Por esos días, Estados Unidos, la Unión Soviética, Gran Bretaña y Francia firmaron el Acuerdo de Londres, que convertía los crímenes de guerra y los crímenes contra la humanidad en actos punibles ante un tribunal internacional. El acuerdo corría el riesgo de fracasar en el pantano florido de las propios crímenes y exterminios. En ese sartal de monólogos emergía un serio conflicto jurídico internacional. ¿Cómo evitar la condena de las naciones que bombardearon de forma sistemática las poblaciones civiles de Alemania y Japón? De acuerdo con las normas del derecho internacional vigente, los aliados eran tan culpables como la Luftwaffe alemana. En su exposición final, el Tribunal declaró inocentes a los alemanes y a los aliados porque «los bombardeos aéreos de ciudades y fábricas se han convertido en práctica habitual y reconocida por todas las naciones». El bombardeo de civiles se había convertido en derecho común. Cuando el 16 de julio se llevó a cabo el primer ensayo de la bomba nuclear, Leo Szilard y otros 69 científicos enviaron una carta al presidente Truman solicitándole que no se arrojara la bomba sin antes prevenir al adversario. Los militares interceptaron la petición y se ocuparon de que no llegara nunca a manos del presidente Truman.
La primera noticia que Estados Unidos tuvo de la explosión en Hiroshima, el 6 de agosto de 1945, cuarenta y cuatro meses después del bombardeo de Pearl Harbor, fue la declaración del presidente Harry S. Truman: «Hace dieciséis horas un avión norteamericano lanzó una bomba sobre Hiroshima, una importante base militar japonesa». Con todo, la opinión casi unánime del Departamento de Estado, al término de la conferencia de prensa, era que los resultados fueron mejores de lo que todos esperaban. En Hiroshima: la última historia(2005), Florian Coulmas escribe que Truman «olvidó mencionar que Hiroshima no era una base militar, sino una ciudad de más de 300 mil habitantes, y que la bomba no estaba destinada a destruir la base militar, sino el corazón de la ciudad». En el diario que escribía en Potsdam, Alemania, durante las negociaciones con Stalin y Churchill, Truman escribió: «Hemos desarrollado la más devastadora de las armas en la historia del género humano (…) La vamos a emplear contra Japón (…) Los objetivos militares serán soldados, marinos, pero nunca mujeres o niños. Aunque los japoneses sean unos salvajes, crueles, implacables y fanáticos, nosotros, los líderes del mundo y los defensores del Estado de bienestar, no debemos arrojar esta bomba terrible sobre la antigua o la nueva capital». Sin embargo, Wilfred Burchett, un periodista australiano, publicó el 6 de septiembre de 1945 en el London Daily Press un reportaje sobre Hiroshima que demolió la censura y reveló el verdadero horror de las armas nucleares.

-- Material proporcionado --

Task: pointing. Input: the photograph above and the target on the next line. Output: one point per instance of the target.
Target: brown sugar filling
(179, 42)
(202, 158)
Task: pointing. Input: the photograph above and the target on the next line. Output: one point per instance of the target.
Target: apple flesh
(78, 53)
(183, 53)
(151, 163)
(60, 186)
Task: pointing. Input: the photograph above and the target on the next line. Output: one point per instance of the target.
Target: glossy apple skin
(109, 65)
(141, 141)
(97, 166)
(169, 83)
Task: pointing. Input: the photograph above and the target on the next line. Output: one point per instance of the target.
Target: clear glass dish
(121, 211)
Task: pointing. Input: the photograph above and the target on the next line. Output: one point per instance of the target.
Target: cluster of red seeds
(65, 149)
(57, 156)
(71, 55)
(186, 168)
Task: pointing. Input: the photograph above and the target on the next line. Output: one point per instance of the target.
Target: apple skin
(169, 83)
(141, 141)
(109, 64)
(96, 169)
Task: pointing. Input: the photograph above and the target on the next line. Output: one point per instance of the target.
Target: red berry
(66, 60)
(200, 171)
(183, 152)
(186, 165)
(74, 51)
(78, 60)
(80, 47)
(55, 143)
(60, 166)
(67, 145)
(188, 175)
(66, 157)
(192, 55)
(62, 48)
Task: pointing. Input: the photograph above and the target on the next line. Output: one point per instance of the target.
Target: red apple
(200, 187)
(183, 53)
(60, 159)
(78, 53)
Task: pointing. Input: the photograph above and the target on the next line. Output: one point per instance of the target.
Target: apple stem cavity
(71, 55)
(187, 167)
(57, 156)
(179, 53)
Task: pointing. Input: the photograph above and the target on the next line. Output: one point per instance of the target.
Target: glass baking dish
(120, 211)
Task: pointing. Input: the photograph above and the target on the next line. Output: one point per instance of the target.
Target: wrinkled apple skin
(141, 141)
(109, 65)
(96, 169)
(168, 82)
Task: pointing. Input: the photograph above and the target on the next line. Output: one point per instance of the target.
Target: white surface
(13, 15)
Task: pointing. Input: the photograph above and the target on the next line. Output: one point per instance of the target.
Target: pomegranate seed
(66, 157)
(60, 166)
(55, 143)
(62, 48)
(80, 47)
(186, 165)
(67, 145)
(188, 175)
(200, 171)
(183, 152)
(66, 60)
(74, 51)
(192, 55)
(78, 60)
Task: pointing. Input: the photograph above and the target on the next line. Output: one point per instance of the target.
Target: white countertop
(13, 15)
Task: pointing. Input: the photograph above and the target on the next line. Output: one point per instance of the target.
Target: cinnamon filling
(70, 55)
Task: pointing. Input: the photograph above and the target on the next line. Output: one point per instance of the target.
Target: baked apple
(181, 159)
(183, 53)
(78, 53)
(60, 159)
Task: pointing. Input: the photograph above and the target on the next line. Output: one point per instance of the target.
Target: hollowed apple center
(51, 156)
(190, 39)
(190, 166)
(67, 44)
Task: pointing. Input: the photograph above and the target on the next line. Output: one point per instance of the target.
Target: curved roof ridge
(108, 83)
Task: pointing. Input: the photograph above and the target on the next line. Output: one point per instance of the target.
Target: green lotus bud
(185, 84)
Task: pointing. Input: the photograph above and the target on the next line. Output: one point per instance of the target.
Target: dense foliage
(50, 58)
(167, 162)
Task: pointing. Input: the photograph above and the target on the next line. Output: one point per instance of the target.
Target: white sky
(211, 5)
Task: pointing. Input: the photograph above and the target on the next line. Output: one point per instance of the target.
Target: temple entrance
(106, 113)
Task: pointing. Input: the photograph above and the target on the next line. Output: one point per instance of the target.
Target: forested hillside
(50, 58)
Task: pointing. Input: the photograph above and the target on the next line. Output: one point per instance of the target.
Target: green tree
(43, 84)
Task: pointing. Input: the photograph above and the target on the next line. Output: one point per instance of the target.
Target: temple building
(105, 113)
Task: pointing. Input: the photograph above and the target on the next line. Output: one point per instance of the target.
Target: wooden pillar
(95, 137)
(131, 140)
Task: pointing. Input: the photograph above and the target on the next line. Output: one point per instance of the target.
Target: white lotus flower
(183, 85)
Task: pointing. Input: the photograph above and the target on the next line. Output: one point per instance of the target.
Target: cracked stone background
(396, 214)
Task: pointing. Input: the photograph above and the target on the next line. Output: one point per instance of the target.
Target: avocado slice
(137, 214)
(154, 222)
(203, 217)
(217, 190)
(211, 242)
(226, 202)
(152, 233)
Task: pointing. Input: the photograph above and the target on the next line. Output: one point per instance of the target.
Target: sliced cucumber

-- Actividades --
1 > ¿Qué países firmaron el Acuerdo de Londres, según el fragmento?
2 > Según el fragmento, ¿en qué diario publicó Wilfred Burchett su reportaje sobre Hiroshima?
3 > Reanuda el fragmento sobre Hiroshima a partir de su última oración y continúalo.

-- Respuestas por actividad --
1 > Estados Unidos, la Unión Soviética, Gran Bretaña y Francia.

2 > En el London Daily Press.

3 >
II
Wilfred Burchett, periodista australiano, escribió el 6 de septiembre de 1945 en el London Daily Press un artículo que se publicaría después en los principales diarios del mundo: «Treinta días después de que la bomba atómica destruyera la ciudad de Hiroshima y estremeciera al mundo, la gente que sobrevivió al cataclismo sigue muriendo en forma enigmática y aterradora, de síntomas desconocidos; sólo puedo describir ese síndrome como la plaga atómica«. Burchett había visitado el único hospital fuera de la ciudad y vio a cientos de pacientes en el suelo: sus cuerpos estaban demacrados y despedían un hedor insoportable, muchos sufrían graves y profundas quemaduras.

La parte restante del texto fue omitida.